WHAT THE TASK REQUIRES: Write the entries below out again exactly, but skip the pictures.

DATA SHOWN:
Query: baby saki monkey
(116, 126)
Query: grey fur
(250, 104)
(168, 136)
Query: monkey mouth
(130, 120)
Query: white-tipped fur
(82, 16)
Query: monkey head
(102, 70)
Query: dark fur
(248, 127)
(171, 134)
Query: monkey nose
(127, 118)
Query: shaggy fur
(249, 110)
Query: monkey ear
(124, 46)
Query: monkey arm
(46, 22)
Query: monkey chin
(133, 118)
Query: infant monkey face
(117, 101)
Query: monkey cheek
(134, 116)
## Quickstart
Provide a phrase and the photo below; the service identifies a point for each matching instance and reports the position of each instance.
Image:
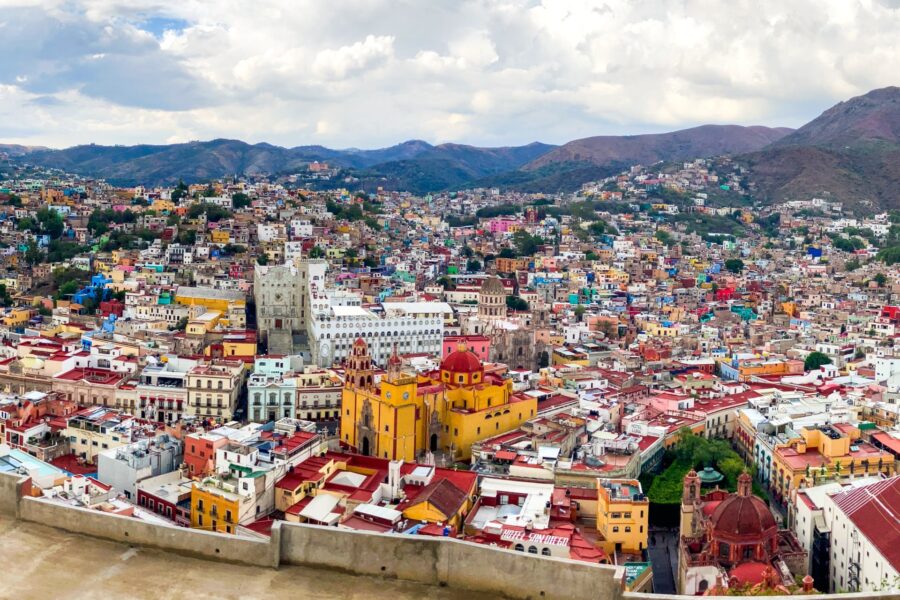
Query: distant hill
(18, 149)
(706, 140)
(566, 167)
(415, 165)
(851, 153)
(449, 166)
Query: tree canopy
(814, 360)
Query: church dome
(461, 360)
(743, 516)
(492, 285)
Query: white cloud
(375, 72)
(350, 60)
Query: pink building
(480, 345)
(502, 225)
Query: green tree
(240, 200)
(814, 360)
(525, 243)
(67, 289)
(516, 303)
(34, 255)
(179, 192)
(735, 265)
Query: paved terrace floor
(40, 562)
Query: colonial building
(213, 389)
(404, 416)
(732, 540)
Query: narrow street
(663, 552)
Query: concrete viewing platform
(43, 562)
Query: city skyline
(371, 74)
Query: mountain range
(850, 152)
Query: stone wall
(432, 561)
(12, 487)
(134, 531)
(445, 561)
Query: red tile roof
(875, 510)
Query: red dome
(461, 360)
(741, 516)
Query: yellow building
(211, 298)
(407, 415)
(623, 513)
(219, 236)
(215, 505)
(17, 317)
(831, 452)
(160, 206)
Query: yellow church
(406, 415)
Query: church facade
(733, 541)
(407, 416)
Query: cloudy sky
(370, 73)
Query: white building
(123, 467)
(410, 327)
(864, 549)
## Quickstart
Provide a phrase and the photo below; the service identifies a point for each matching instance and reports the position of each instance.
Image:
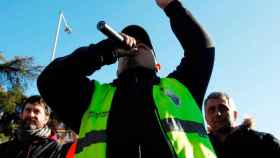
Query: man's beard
(29, 124)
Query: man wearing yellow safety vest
(138, 114)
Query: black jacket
(64, 86)
(40, 148)
(246, 142)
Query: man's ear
(47, 118)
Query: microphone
(109, 32)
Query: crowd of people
(138, 114)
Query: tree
(18, 71)
(15, 74)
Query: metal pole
(56, 36)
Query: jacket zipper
(165, 136)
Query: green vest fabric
(178, 114)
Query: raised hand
(163, 3)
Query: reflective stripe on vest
(182, 120)
(92, 135)
(179, 116)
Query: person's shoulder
(261, 136)
(7, 146)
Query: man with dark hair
(33, 137)
(230, 140)
(138, 114)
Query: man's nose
(31, 114)
(218, 113)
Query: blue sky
(246, 36)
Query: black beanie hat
(138, 33)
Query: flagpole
(67, 29)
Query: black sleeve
(195, 68)
(272, 144)
(64, 84)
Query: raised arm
(64, 84)
(195, 68)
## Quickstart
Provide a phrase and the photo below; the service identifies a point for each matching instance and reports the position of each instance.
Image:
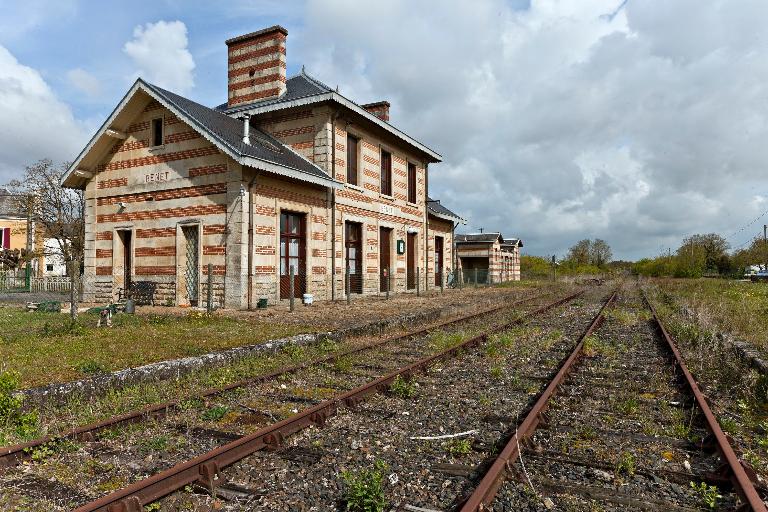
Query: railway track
(622, 426)
(124, 449)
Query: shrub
(364, 490)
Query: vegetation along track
(629, 430)
(440, 405)
(121, 452)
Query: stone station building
(489, 256)
(287, 174)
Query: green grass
(45, 348)
(737, 307)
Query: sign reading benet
(156, 176)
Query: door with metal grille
(192, 263)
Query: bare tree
(58, 210)
(600, 253)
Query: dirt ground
(327, 315)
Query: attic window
(157, 132)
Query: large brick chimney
(380, 109)
(256, 66)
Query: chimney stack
(380, 109)
(256, 66)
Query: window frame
(153, 132)
(357, 140)
(382, 191)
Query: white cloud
(567, 121)
(159, 50)
(85, 82)
(34, 123)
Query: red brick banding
(155, 270)
(159, 159)
(119, 182)
(145, 252)
(214, 229)
(155, 233)
(165, 195)
(190, 211)
(207, 170)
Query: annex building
(287, 174)
(488, 258)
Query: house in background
(287, 176)
(13, 228)
(489, 256)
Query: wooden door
(438, 260)
(411, 261)
(353, 242)
(293, 248)
(385, 260)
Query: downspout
(250, 240)
(332, 168)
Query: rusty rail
(484, 493)
(739, 478)
(11, 455)
(206, 469)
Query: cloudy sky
(636, 121)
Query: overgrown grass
(45, 348)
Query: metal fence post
(347, 287)
(73, 268)
(291, 287)
(210, 288)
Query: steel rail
(485, 492)
(738, 475)
(12, 455)
(206, 469)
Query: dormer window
(157, 132)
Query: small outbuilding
(488, 257)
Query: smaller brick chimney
(380, 109)
(256, 66)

RESULT OF THE EXERCISE:
Query: baby saki monkey
(116, 126)
Query: grey fur
(250, 104)
(168, 136)
Query: monkey mouth
(130, 120)
Query: white-tipped fur
(82, 16)
Query: monkey head
(102, 70)
Query: dark fur
(248, 127)
(171, 134)
Query: monkey nose
(127, 118)
Query: shaggy fur
(249, 110)
Query: monkey ear
(124, 46)
Query: monkey arm
(46, 22)
Query: monkey chin
(133, 118)
Query: infant monkey face
(117, 101)
Query: monkey cheek
(134, 116)
## Quickstart
Provide a phrase and the photo below; the service identifies a point for each matching instance and reports the position of each instance.
Image:
Query: distant hill
(18, 149)
(706, 140)
(566, 167)
(415, 165)
(851, 153)
(449, 166)
Query: tree canopy
(814, 360)
Query: church dome
(461, 360)
(743, 516)
(492, 285)
Query: white cloud
(375, 72)
(350, 60)
Query: pink building
(480, 345)
(502, 225)
Query: green tree
(240, 200)
(814, 360)
(525, 243)
(67, 289)
(516, 303)
(34, 255)
(179, 192)
(735, 265)
Query: paved terrace floor
(40, 562)
Query: colonial building
(213, 389)
(404, 416)
(732, 540)
Query: narrow street
(663, 552)
Query: concrete viewing platform
(43, 562)
Query: city skyline
(371, 74)
Query: mountain range
(850, 152)
Query: stone wall
(432, 561)
(12, 487)
(134, 531)
(445, 561)
Query: red tile roof
(875, 510)
Query: red dome
(461, 360)
(741, 516)
Query: yellow building
(211, 298)
(407, 415)
(623, 513)
(219, 236)
(215, 505)
(17, 317)
(831, 452)
(160, 206)
Query: yellow church
(406, 415)
Query: church facade
(733, 541)
(407, 416)
Query: cloudy sky
(370, 73)
Query: white building
(123, 467)
(410, 327)
(864, 549)
## Quickstart
Provide a phrase and the photo below; the service identifies a point for each matching instance and reports the position of each instance.
Image:
Query: man's beard
(29, 124)
Query: man wearing yellow safety vest
(138, 114)
Query: black jacket
(64, 86)
(40, 148)
(246, 142)
Query: man's ear
(47, 118)
Query: microphone
(109, 32)
Query: crowd of people
(138, 114)
Query: tree
(18, 71)
(15, 74)
Query: metal pole
(56, 36)
Query: jacket zipper
(165, 136)
Query: green vest fabric
(178, 114)
Query: raised hand
(163, 3)
Query: reflective stripe on vest
(182, 120)
(92, 135)
(179, 116)
Query: person's shoulder
(261, 136)
(7, 146)
Query: man with dark hair
(33, 137)
(230, 140)
(138, 114)
Query: man's nose
(31, 114)
(218, 113)
Query: blue sky
(246, 36)
Query: black beanie hat
(138, 33)
Query: flagpole
(67, 29)
Query: black sleeve
(195, 68)
(272, 144)
(64, 84)
Query: raised arm
(64, 84)
(195, 68)
## Quickstart
Provide a phrase and the photo below; the service identifies a point for each matching instance and reports the position of each instance.
Image:
Query: railway track
(622, 426)
(124, 449)
Query: shrub
(364, 490)
Query: vegetation along track
(629, 430)
(440, 405)
(121, 452)
Query: stone station building
(489, 256)
(287, 174)
Query: green grass
(45, 348)
(737, 307)
Query: sign reading benet
(156, 176)
Query: door with metal grille
(192, 263)
Query: bare tree
(58, 210)
(600, 253)
Query: dirt ground
(327, 315)
Query: attic window
(157, 132)
Query: large brick chimney
(380, 109)
(256, 66)
Query: chimney stack
(380, 109)
(256, 66)
Query: window frame
(153, 132)
(357, 140)
(382, 191)
Query: white cloud
(567, 121)
(159, 50)
(85, 82)
(34, 123)
Query: red brick banding
(155, 270)
(159, 159)
(119, 182)
(145, 252)
(214, 229)
(155, 233)
(165, 195)
(190, 211)
(207, 170)
Query: annex building
(287, 174)
(488, 258)
Query: house in background
(287, 176)
(13, 228)
(489, 256)
Query: wooden door
(438, 260)
(411, 261)
(353, 242)
(293, 248)
(385, 260)
Query: downspout
(250, 240)
(332, 168)
Query: rusty rail
(484, 493)
(739, 478)
(11, 455)
(206, 469)
Query: cloudy sky
(636, 121)
Query: overgrown grass
(45, 348)
Query: metal fence post
(347, 287)
(73, 268)
(291, 287)
(210, 288)
Query: steel rail
(485, 492)
(738, 475)
(12, 455)
(206, 469)
Query: dormer window
(157, 132)
Query: small outbuilding
(488, 257)
Query: smaller brick chimney
(380, 109)
(256, 66)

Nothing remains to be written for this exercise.